-- Work to be completed --
Write each line out exactly, leaving none out.

-- Data records --
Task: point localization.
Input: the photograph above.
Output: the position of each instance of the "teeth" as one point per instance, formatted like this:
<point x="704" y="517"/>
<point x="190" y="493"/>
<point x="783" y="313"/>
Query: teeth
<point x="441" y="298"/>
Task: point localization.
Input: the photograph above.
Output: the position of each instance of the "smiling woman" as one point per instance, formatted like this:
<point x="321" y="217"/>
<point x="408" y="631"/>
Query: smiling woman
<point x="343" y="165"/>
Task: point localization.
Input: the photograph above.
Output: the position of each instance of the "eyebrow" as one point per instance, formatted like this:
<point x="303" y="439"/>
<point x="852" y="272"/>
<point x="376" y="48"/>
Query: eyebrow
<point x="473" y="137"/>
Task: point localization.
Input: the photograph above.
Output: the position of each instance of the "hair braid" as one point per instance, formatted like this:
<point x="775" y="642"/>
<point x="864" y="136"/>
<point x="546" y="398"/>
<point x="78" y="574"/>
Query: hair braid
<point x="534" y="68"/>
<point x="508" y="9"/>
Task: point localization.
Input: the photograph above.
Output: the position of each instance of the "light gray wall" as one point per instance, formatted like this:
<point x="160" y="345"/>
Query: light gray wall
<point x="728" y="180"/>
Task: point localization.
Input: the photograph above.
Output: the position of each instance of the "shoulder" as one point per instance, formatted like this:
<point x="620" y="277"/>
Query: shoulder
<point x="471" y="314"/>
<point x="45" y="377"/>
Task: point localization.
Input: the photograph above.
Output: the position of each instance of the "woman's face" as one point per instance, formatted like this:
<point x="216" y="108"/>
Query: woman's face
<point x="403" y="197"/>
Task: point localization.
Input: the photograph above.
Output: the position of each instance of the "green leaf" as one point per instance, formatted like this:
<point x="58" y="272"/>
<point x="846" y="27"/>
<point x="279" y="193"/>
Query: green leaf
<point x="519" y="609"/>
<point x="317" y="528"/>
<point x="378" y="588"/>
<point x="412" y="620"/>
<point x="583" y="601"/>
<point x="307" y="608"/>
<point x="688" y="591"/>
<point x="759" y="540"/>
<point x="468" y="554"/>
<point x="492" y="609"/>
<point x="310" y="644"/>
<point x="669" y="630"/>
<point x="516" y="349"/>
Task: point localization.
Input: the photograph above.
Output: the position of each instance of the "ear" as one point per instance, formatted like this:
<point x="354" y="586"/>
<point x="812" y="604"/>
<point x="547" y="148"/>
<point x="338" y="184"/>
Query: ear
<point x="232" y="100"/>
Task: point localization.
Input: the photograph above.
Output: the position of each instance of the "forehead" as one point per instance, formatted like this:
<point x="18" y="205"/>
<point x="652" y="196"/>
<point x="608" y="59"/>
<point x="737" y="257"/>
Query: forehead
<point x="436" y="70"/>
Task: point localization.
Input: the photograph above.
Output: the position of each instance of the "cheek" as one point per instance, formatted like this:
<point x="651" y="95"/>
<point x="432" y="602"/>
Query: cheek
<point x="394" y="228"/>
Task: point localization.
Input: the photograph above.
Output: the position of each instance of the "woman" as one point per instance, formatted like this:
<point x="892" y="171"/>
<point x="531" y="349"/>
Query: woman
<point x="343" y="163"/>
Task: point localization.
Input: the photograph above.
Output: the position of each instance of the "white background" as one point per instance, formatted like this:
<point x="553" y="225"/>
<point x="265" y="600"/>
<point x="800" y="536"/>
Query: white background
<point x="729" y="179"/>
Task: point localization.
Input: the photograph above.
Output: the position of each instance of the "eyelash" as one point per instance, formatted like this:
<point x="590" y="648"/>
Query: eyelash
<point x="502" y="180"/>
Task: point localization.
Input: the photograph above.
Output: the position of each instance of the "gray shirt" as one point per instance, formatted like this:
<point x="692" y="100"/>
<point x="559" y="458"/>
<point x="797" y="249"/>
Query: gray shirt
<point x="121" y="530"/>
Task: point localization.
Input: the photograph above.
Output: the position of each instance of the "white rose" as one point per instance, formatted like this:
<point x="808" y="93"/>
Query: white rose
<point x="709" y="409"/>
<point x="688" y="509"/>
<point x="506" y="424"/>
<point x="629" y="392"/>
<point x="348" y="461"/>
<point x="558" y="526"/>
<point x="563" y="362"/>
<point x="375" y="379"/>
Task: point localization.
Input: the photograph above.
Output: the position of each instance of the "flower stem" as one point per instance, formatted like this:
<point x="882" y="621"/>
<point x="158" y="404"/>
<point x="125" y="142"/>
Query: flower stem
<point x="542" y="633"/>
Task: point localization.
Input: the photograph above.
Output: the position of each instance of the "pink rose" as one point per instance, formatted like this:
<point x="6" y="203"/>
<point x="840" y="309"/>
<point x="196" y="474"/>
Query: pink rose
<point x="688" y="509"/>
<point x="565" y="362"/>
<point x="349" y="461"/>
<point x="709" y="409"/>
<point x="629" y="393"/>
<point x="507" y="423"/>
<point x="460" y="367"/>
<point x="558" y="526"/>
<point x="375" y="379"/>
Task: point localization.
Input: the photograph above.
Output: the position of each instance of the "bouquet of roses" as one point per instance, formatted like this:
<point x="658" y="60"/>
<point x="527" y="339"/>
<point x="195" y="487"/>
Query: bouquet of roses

-- Correct output --
Task: point localization.
Input: the photograph above.
Output: the position of each instance of the "teeth" as one point per instance, formatted like this:
<point x="704" y="517"/>
<point x="190" y="493"/>
<point x="783" y="313"/>
Query: teeth
<point x="441" y="298"/>
Task: point localization.
Input: the photograph above.
Output: the position of each instance of the "smiling woman" as one point per instance, formatted like this:
<point x="321" y="217"/>
<point x="408" y="631"/>
Query: smiling woman
<point x="343" y="165"/>
Task: point localization.
Input: the photograph above.
Output: the position of each instance of the "eyebrow" as one point per instance, formatted like this:
<point x="303" y="439"/>
<point x="852" y="272"/>
<point x="376" y="48"/>
Query: eyebrow
<point x="473" y="137"/>
Task: point localization.
Input: the photograph above.
Output: the position of each instance of the "hair braid" as one point per instance, formatted like this:
<point x="775" y="642"/>
<point x="864" y="136"/>
<point x="546" y="398"/>
<point x="78" y="574"/>
Query: hair braid
<point x="534" y="68"/>
<point x="508" y="9"/>
Task: point localization.
Input: the photograph above.
Output: the position of each instance of the "light gray wall" as one point per instance, formatted like this:
<point x="160" y="345"/>
Query: light gray wall
<point x="728" y="180"/>
Task: point localization.
Input: the photograph above.
Output: the position of each instance of the "shoulder" as one point per instance, formatted like this:
<point x="620" y="277"/>
Query: shoulder
<point x="471" y="314"/>
<point x="45" y="377"/>
Task: point localization.
Input: the photograph above.
Output: the position of each instance of the "woman's face" as one point per instance, formatted like this:
<point x="216" y="108"/>
Query: woman's face
<point x="403" y="197"/>
Task: point localization.
Input: the photograph above.
Output: the position of each instance of the "green leaf" as one point per instance, formatted like this:
<point x="58" y="272"/>
<point x="846" y="27"/>
<point x="279" y="193"/>
Query: green leaf
<point x="519" y="609"/>
<point x="317" y="528"/>
<point x="378" y="588"/>
<point x="412" y="620"/>
<point x="583" y="601"/>
<point x="307" y="608"/>
<point x="688" y="591"/>
<point x="759" y="540"/>
<point x="468" y="554"/>
<point x="492" y="609"/>
<point x="310" y="644"/>
<point x="669" y="630"/>
<point x="516" y="349"/>
Task: point localization.
Input: the photograph above.
Output: the position of each instance of the "ear" as one point per instance, formatted like this:
<point x="354" y="586"/>
<point x="812" y="604"/>
<point x="547" y="148"/>
<point x="338" y="184"/>
Query: ear
<point x="232" y="100"/>
Task: point localization.
Input: the photograph above.
Output: the position of each instance of the "forehead" as one point per instance, formatted like this:
<point x="18" y="205"/>
<point x="652" y="196"/>
<point x="608" y="59"/>
<point x="737" y="257"/>
Query: forehead
<point x="436" y="70"/>
Task: point localization.
Input: the photograph above.
Output: the position of each instance of the "cheek" as one point per instance, formatted like this:
<point x="651" y="95"/>
<point x="432" y="602"/>
Query: cheek
<point x="394" y="228"/>
Task: point localization.
Input: the photograph above.
Output: the position of each instance of the "woman" as one point per instance, formatted like this:
<point x="892" y="171"/>
<point x="531" y="349"/>
Query: woman
<point x="343" y="163"/>
Task: point localization.
Input: the photograph above.
Output: the position of each instance of the "white background" as one point per instance, formatted like this:
<point x="553" y="225"/>
<point x="265" y="600"/>
<point x="800" y="536"/>
Query: white background
<point x="729" y="179"/>
Task: point localization.
Input: the photograph above.
Output: the position of each instance of the "eyelash" as one point per instance, formatted like this:
<point x="590" y="648"/>
Query: eyelash
<point x="502" y="180"/>
Task: point localization.
Input: the photograph above.
Output: the position of each instance of the "gray shirt" as one point per instance, formatted like this:
<point x="692" y="100"/>
<point x="559" y="458"/>
<point x="797" y="249"/>
Query: gray shirt
<point x="121" y="530"/>
Task: point localization.
Input: the photograph above.
Output: the position of each instance of the "white rose" as one point per instance, formatted like this:
<point x="808" y="93"/>
Query: white rose
<point x="709" y="409"/>
<point x="688" y="509"/>
<point x="506" y="424"/>
<point x="629" y="392"/>
<point x="348" y="461"/>
<point x="558" y="526"/>
<point x="563" y="362"/>
<point x="375" y="379"/>
Task: point localization.
Input: the photograph above.
Output: the position of each instance of the "flower stem" as one point per instance, formatted like this:
<point x="882" y="621"/>
<point x="158" y="404"/>
<point x="125" y="142"/>
Query: flower stem
<point x="542" y="633"/>
Task: point localization.
Input: the photograph above.
Output: the position of each instance of the "pink rose" as one point per instance, formatted like this:
<point x="6" y="203"/>
<point x="840" y="309"/>
<point x="196" y="474"/>
Query: pink rose
<point x="688" y="509"/>
<point x="565" y="362"/>
<point x="349" y="461"/>
<point x="709" y="409"/>
<point x="629" y="393"/>
<point x="507" y="423"/>
<point x="460" y="367"/>
<point x="558" y="526"/>
<point x="375" y="379"/>
Task: point localization.
Input: the photograph above.
Output: the position of each instance of the "bouquet of roses" as one point per instance, formatted like this:
<point x="658" y="60"/>
<point x="527" y="339"/>
<point x="195" y="487"/>
Query: bouquet of roses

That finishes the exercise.